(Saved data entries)
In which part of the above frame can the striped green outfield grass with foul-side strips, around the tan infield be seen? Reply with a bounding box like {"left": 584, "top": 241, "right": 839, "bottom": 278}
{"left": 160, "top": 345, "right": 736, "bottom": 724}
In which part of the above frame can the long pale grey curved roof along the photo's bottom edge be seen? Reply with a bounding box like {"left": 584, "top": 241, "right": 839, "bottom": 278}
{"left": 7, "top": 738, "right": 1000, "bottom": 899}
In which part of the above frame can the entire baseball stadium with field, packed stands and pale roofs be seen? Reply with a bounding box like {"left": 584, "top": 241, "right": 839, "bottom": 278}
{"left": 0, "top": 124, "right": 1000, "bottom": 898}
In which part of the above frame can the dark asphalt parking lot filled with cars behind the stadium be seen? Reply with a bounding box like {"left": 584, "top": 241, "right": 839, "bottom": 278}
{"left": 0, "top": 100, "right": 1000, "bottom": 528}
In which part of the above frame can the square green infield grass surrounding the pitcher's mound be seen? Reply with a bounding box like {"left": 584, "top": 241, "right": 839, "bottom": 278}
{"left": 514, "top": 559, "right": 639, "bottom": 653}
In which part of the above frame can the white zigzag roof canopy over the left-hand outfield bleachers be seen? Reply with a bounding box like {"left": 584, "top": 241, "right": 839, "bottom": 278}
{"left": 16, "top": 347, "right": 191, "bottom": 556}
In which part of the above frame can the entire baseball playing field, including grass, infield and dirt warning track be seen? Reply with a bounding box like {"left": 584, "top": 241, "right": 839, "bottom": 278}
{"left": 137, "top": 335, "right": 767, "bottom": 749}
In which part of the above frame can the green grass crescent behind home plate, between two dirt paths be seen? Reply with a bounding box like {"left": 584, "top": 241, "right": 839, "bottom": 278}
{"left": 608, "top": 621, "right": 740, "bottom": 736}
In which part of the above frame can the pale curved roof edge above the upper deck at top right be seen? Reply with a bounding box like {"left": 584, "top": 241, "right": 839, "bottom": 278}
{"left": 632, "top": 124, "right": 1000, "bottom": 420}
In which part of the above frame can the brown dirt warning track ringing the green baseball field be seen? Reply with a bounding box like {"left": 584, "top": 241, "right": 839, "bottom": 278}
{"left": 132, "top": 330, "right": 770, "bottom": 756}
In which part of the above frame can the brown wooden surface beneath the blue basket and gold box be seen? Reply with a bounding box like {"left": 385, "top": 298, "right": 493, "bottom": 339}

» TRY IT:
What is needed is an exact copy of the line containing "entire baseball playing" and each line after it, through the final line of the entries above.

» COMPLETED TASK:
In which part of the above frame can the entire baseball playing field, including grass, infield and dirt warning track be seen? Reply with a bounding box like {"left": 584, "top": 241, "right": 839, "bottom": 278}
{"left": 137, "top": 335, "right": 767, "bottom": 749}
In which part of the above frame can the green grass crescent behind home plate, between two dirt paths be seen? Reply with a bounding box like {"left": 584, "top": 241, "right": 839, "bottom": 278}
{"left": 608, "top": 621, "right": 740, "bottom": 736}
In which part of the above frame can the pale curved roof edge above the upper deck at top right be seen? Reply with a bounding box like {"left": 584, "top": 241, "right": 839, "bottom": 278}
{"left": 632, "top": 124, "right": 1000, "bottom": 420}
In which part of the above frame can the brown dirt warning track ringing the green baseball field be seen? Reply with a bounding box like {"left": 584, "top": 241, "right": 839, "bottom": 278}
{"left": 132, "top": 330, "right": 770, "bottom": 756}
In which part of the above frame can the brown wooden surface beneath the blue basket and gold box be seen? Reply with a bounding box like {"left": 385, "top": 298, "right": 493, "bottom": 339}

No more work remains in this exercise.